[Collected data entries]
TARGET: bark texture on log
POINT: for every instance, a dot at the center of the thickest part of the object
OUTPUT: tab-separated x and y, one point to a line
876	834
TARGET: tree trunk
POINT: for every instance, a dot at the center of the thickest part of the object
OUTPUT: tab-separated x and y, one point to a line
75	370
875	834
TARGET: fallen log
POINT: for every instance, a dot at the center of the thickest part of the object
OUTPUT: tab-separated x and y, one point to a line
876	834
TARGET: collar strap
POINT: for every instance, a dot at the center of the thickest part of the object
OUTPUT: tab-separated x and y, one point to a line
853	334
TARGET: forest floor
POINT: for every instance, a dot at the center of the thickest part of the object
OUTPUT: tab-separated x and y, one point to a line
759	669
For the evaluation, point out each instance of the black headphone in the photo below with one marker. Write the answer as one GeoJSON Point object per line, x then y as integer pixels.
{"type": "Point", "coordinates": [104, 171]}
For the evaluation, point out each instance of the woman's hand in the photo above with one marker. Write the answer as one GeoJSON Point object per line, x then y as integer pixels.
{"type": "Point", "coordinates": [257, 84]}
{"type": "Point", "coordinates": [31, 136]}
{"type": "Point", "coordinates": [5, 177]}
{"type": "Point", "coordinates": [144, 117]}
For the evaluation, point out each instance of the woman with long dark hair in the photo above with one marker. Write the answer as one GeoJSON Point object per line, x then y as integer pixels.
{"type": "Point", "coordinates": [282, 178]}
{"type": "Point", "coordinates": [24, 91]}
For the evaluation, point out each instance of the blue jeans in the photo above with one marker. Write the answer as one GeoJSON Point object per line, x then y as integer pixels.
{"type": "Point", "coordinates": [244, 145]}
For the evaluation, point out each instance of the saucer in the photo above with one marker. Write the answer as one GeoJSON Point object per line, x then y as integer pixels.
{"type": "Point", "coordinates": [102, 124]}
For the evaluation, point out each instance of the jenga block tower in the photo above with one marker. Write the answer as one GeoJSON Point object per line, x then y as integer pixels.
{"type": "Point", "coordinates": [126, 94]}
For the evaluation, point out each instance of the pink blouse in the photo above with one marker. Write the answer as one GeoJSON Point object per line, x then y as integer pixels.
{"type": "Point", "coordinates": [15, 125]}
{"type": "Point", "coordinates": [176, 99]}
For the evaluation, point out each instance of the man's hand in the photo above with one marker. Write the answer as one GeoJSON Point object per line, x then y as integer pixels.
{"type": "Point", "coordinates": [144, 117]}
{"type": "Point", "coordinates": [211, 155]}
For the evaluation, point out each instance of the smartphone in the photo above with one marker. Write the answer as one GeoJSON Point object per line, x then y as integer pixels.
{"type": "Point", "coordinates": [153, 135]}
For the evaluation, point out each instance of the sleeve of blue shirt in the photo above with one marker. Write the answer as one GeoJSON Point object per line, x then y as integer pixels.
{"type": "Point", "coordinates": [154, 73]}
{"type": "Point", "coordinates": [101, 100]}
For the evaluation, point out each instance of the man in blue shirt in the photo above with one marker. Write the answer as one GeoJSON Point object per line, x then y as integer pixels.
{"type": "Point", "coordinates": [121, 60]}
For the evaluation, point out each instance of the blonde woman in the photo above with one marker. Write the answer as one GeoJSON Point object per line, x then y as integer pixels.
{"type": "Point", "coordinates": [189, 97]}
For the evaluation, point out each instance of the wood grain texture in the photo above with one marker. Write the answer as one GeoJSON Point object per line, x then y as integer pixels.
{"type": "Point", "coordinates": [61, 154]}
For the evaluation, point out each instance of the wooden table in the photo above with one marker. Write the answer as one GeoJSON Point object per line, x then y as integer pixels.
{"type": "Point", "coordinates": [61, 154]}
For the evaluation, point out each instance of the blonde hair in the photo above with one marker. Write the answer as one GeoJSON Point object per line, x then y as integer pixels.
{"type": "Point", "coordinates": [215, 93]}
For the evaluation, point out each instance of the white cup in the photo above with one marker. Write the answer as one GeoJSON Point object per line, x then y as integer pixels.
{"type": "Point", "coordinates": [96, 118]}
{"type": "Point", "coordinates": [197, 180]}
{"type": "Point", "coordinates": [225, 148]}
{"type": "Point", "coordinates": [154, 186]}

- [Task directions]: Output every line of the records above as a JSON list of strings, one string per line, leaving out any blank lines.

- [In response]:
[
  "TARGET: bark texture on log",
  "POINT: for every instance, a dot at the center of the thickest part of the object",
  "OUTPUT: tab-separated x and y, one point to a line",
  "876\t834",
  "TARGET: tree trunk",
  "POINT: for every instance, a dot at the center of the thickest part of the object",
  "OUTPUT: tab-separated x and y, one point to a line",
  "75\t370",
  "875\t834",
  "TARGET: fallen log",
  "POINT: for every instance, a dot at the center of the thickest part of the object",
  "OUTPUT: tab-separated x and y, one point to a line",
  "876\t834",
  "TARGET: collar strap",
  "POINT: for every instance, a dot at the center of the thickest part of the object",
  "OUTPUT: tab-separated x and y, one point to a line",
  "853\t334",
  "TARGET: forest floor",
  "POINT: for every instance, a dot at the center of the thickest part of the object",
  "OUTPUT: tab-separated x and y, one point to a line",
  "759\t669",
  "For the evaluation, point out each instance of the black headphone in the photo below with one marker. Write the answer as one GeoJSON Point object per line, x then y as integer pixels.",
  "{\"type\": \"Point\", \"coordinates\": [104, 171]}",
  "For the evaluation, point out each instance of the woman's hand in the photo above with one marker. Write the answer as one GeoJSON Point object per line, x then y as integer pixels.",
  "{\"type\": \"Point\", \"coordinates\": [257, 84]}",
  "{\"type\": \"Point\", \"coordinates\": [31, 136]}",
  "{\"type\": \"Point\", \"coordinates\": [5, 177]}",
  "{\"type\": \"Point\", \"coordinates\": [144, 117]}",
  "For the evaluation, point out each instance of the woman with long dark hair in the photo above with one marker. Write the answer as one GeoJSON Point object per line, x then y as integer pixels.",
  "{\"type\": \"Point\", \"coordinates\": [282, 178]}",
  "{\"type\": \"Point\", \"coordinates\": [24, 91]}",
  "For the evaluation, point out each instance of the blue jeans in the photo above with one marker. Write the answer as one GeoJSON Point object per line, x then y as integer pixels.",
  "{\"type\": \"Point\", \"coordinates\": [244, 145]}",
  "For the evaluation, point out each instance of the saucer in the photo above with one marker. Write the answer as one GeoJSON Point object per line, x then y as integer pixels.",
  "{\"type\": \"Point\", \"coordinates\": [102, 124]}",
  "For the evaluation, point out each instance of the jenga block tower in the photo above with one marker. Write the answer as one GeoJSON Point object per line, x then y as integer pixels.",
  "{\"type\": \"Point\", \"coordinates\": [126, 94]}",
  "For the evaluation, point out each instance of the pink blouse in the photo above with one marker. Write the answer as one GeoJSON Point object per line, x then y as integer pixels.",
  "{\"type\": \"Point\", \"coordinates\": [15, 125]}",
  "{\"type\": \"Point\", \"coordinates\": [176, 99]}",
  "For the evaluation, point out each instance of the man's hand in the photo above with one marker. Write the answer as one GeoJSON Point object per line, x then y as integer pixels.",
  "{\"type\": \"Point\", \"coordinates\": [144, 117]}",
  "{\"type\": \"Point\", \"coordinates\": [211, 155]}",
  "For the evaluation, point out each instance of the smartphone in the photo above with one marker. Write the answer as one GeoJSON Point object per line, x then y as integer pixels.",
  "{\"type\": \"Point\", \"coordinates\": [153, 135]}",
  "For the evaluation, point out each instance of the sleeve of blue shirt in the photo above with one marker. Write the answer as one GeoJSON Point object per line, x then y as integer pixels.",
  "{\"type\": \"Point\", \"coordinates\": [154, 73]}",
  "{\"type\": \"Point\", \"coordinates\": [101, 100]}",
  "For the evaluation, point out each instance of the man in blue shirt in the photo above with one marker. Write the answer as one GeoJSON Point object per line, x then y as integer pixels.",
  "{\"type\": \"Point\", \"coordinates\": [121, 60]}",
  "For the evaluation, point out each instance of the blonde woman in the photo above with one marker. Write the answer as one GeoJSON Point object per line, x then y as integer pixels.",
  "{\"type\": \"Point\", \"coordinates\": [189, 97]}",
  "For the evaluation, point out each instance of the wood grain texture in the photo above with one marker. Write the answer as one GeoJSON Point object per line, x then y as integer pixels.",
  "{\"type\": \"Point\", \"coordinates\": [61, 154]}",
  "For the evaluation, point out each instance of the wooden table in the photo above with one marker. Write the answer as one GeoJSON Point object per line, x then y as integer pixels.",
  "{\"type\": \"Point\", \"coordinates\": [61, 154]}",
  "For the evaluation, point out each instance of the blonde hair in the photo above with one marker. Write the answer as one GeoJSON Point object per line, x then y as integer pixels.",
  "{\"type\": \"Point\", \"coordinates\": [215, 93]}",
  "For the evaluation, point out each instance of the white cup in the photo above with one marker. Write the answer as one GeoJSON Point object per line, x then y as integer pixels.",
  "{\"type\": \"Point\", \"coordinates\": [96, 118]}",
  "{\"type\": \"Point\", \"coordinates\": [197, 180]}",
  "{\"type\": \"Point\", \"coordinates\": [225, 148]}",
  "{\"type\": \"Point\", \"coordinates\": [154, 186]}"
]